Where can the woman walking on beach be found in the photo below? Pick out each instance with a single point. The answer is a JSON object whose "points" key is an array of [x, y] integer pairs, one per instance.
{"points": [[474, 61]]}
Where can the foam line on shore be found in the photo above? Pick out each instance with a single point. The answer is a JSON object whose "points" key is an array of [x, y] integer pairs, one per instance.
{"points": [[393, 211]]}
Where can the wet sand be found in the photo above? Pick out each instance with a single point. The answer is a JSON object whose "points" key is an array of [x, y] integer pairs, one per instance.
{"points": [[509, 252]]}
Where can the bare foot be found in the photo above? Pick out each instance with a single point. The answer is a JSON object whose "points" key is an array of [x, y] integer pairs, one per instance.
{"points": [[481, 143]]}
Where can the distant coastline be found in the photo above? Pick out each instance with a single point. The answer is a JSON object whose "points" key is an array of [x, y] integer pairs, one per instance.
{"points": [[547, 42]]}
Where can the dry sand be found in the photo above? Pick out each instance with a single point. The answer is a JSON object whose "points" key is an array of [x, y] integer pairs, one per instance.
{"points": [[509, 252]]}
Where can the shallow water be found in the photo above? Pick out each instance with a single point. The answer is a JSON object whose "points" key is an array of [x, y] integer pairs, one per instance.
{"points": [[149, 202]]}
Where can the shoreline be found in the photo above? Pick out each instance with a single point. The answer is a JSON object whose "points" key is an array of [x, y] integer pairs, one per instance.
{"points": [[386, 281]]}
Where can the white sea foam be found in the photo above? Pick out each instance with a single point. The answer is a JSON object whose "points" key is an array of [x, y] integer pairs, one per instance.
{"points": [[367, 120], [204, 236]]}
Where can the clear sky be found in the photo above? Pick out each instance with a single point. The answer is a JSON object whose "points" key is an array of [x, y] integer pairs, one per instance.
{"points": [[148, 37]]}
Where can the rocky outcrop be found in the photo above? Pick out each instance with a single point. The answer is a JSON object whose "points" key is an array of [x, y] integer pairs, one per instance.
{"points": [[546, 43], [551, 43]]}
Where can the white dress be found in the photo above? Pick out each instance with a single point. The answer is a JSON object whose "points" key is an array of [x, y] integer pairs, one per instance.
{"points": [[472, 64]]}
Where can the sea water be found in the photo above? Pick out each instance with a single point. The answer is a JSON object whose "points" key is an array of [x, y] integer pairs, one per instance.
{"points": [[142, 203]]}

* * * * * * * * *

WRITTEN INSTRUCTION ▸ Render every one of the records above as a Markdown table with two columns, Row and Record, numbering each row and omitting any blank lines.

RESPONSE FOR THIS EXERCISE ▸
| Row | Record |
|---|---|
| 1 | Where can the woman walking on beach be found in the photo below? Pick out each instance with a single point. The answer is a JSON object whose "points" key is an array of [x, y] integer pairs, one per instance. |
| 2 | {"points": [[474, 61]]} |
| 3 | Where can the foam line on shore be found in the photo above? Pick out each instance with a single point. The answer is a JSON object whose "points" key is an array of [x, y] integer pairs, one per instance. |
| 4 | {"points": [[393, 211]]} |
| 5 | Where can the wet sand be found in the photo above? Pick out each instance with a single point. The answer is a JSON object whose "points" key is an array of [x, y] integer pairs, one per instance. |
| 6 | {"points": [[509, 252]]} |
| 7 | Where can the bare foot be found in the photo above? Pick out each instance with a single point. The answer is a JSON object whose "points" key is an array of [x, y] integer pairs, one per instance. |
| 8 | {"points": [[481, 143]]} |
| 9 | Where can the distant coastline be found in the photo above? Pick out each instance with a single point. The answer is a JSON object whose "points" key is an array of [x, y] integer pairs, one per instance. |
| 10 | {"points": [[547, 42]]} |
| 11 | Where can the dry sand be found in the photo above? Pick out each instance with a single point. The answer is a JSON object whose "points" key is an array of [x, y] integer pairs, one per instance. |
| 12 | {"points": [[509, 252]]} |
| 13 | Where can the shallow water be found in the photo above? Pick out each instance with a single point. The answer is a JSON object whose "points" key is an array of [x, y] integer pairs, one per instance. |
| 14 | {"points": [[149, 202]]} |
| 15 | Where can the shoreline be found in the photo above? Pick out each instance with a single point. The answer is a JSON object whose "points" key is an array of [x, y] integer pairs, one per instance. |
| 16 | {"points": [[386, 281]]} |
| 17 | Where can the white sea foam be found in the photo above? Pick out each instance with a single point. The answer is a JSON object whose "points" key is an array of [x, y] integer pairs, one per instance. |
| 18 | {"points": [[367, 120], [204, 236]]} |
| 19 | Where can the clear sky be found in the photo above? Pick out each instance with a single point. The answer is a JSON object whose "points" key is an array of [x, y] integer pairs, one per instance. |
| 20 | {"points": [[148, 37]]} |
| 21 | Where can the rocky outcrop be found in the photo above? Pick out each instance with a single point. The answer is a JSON object whose "points" key is an array of [x, y] integer pairs, one per instance. |
| 22 | {"points": [[546, 43], [551, 43]]} |
| 23 | Where can the white dress be found in the photo above? Pick out each instance with a single point. The answer is a JSON object whose "points" key is an array of [x, y] integer pairs, one per instance. |
| 24 | {"points": [[472, 64]]} |
| 25 | Where can the sea water be found in the photo above? Pick out each instance with a single point. The answer is a JSON object whose "points" key is an array of [x, y] integer pairs, one per instance. |
| 26 | {"points": [[142, 203]]} |